__Exercise requirements__
Extract each line of the entries below that contains the string "beach". Letter case matters.

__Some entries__
+-------+

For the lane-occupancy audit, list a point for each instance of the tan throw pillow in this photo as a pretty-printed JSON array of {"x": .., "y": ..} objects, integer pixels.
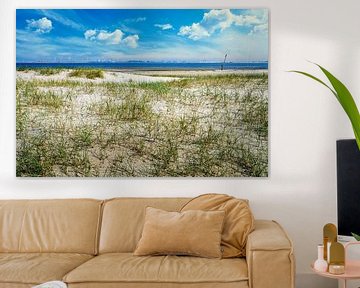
[
  {"x": 196, "y": 233},
  {"x": 239, "y": 220}
]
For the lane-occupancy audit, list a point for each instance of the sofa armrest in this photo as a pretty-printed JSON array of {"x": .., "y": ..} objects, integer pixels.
[{"x": 269, "y": 256}]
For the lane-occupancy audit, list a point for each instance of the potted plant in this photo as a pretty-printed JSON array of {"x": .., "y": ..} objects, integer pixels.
[
  {"x": 344, "y": 97},
  {"x": 346, "y": 100}
]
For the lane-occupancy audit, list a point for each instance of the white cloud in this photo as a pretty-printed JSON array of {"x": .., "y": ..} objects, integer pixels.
[
  {"x": 262, "y": 28},
  {"x": 139, "y": 19},
  {"x": 110, "y": 37},
  {"x": 164, "y": 26},
  {"x": 42, "y": 25},
  {"x": 131, "y": 41},
  {"x": 115, "y": 37},
  {"x": 219, "y": 20},
  {"x": 62, "y": 19},
  {"x": 194, "y": 32}
]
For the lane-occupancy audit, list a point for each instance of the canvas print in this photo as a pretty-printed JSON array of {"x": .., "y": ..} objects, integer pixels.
[{"x": 142, "y": 93}]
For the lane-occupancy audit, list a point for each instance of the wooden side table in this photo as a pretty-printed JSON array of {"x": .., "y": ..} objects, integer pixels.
[{"x": 352, "y": 268}]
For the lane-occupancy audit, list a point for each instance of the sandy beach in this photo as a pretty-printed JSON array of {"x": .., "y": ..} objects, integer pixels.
[{"x": 142, "y": 123}]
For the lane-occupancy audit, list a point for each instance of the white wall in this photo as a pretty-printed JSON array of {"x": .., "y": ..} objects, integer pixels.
[{"x": 305, "y": 120}]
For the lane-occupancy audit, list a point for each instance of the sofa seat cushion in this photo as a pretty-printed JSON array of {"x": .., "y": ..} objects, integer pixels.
[
  {"x": 125, "y": 267},
  {"x": 36, "y": 268}
]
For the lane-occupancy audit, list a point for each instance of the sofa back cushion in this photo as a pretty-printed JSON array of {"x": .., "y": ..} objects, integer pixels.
[
  {"x": 123, "y": 220},
  {"x": 66, "y": 226}
]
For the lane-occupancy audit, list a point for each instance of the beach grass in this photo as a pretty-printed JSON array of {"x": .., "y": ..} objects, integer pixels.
[
  {"x": 87, "y": 73},
  {"x": 198, "y": 126}
]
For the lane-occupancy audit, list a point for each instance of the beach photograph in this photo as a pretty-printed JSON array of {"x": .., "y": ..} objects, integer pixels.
[{"x": 142, "y": 93}]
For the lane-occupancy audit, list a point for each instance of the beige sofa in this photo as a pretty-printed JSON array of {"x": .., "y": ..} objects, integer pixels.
[{"x": 89, "y": 243}]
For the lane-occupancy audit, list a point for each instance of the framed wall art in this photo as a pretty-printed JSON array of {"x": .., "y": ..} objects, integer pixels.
[{"x": 142, "y": 93}]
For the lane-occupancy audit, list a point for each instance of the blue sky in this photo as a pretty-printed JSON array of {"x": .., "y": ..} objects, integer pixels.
[{"x": 133, "y": 34}]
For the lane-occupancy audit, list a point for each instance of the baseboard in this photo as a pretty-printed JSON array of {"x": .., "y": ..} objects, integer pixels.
[{"x": 310, "y": 280}]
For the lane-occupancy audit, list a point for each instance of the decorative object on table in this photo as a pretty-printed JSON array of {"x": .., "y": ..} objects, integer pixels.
[
  {"x": 344, "y": 97},
  {"x": 154, "y": 92},
  {"x": 337, "y": 258},
  {"x": 52, "y": 284},
  {"x": 349, "y": 271},
  {"x": 356, "y": 236},
  {"x": 320, "y": 264},
  {"x": 329, "y": 236}
]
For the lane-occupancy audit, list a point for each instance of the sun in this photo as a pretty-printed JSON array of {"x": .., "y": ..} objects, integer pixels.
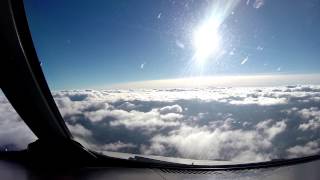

+-------+

__The answer__
For the lane-occupancy audit, list a point for each instance of the sandy beach in this photo as a pretty-printed JSON array of {"x": .., "y": ..} objects, integer pixels.
For the lane-occupancy audit, list a point for each instance of the beach grass in this photo as a pretty-printed JSON array of {"x": .., "y": ..} objects, integer pixels.
For the lane-occupancy audit, list a point for each instance of the beach photograph in this photo as a pretty-printed JSON array of {"x": .., "y": ..} objects, integer pixels.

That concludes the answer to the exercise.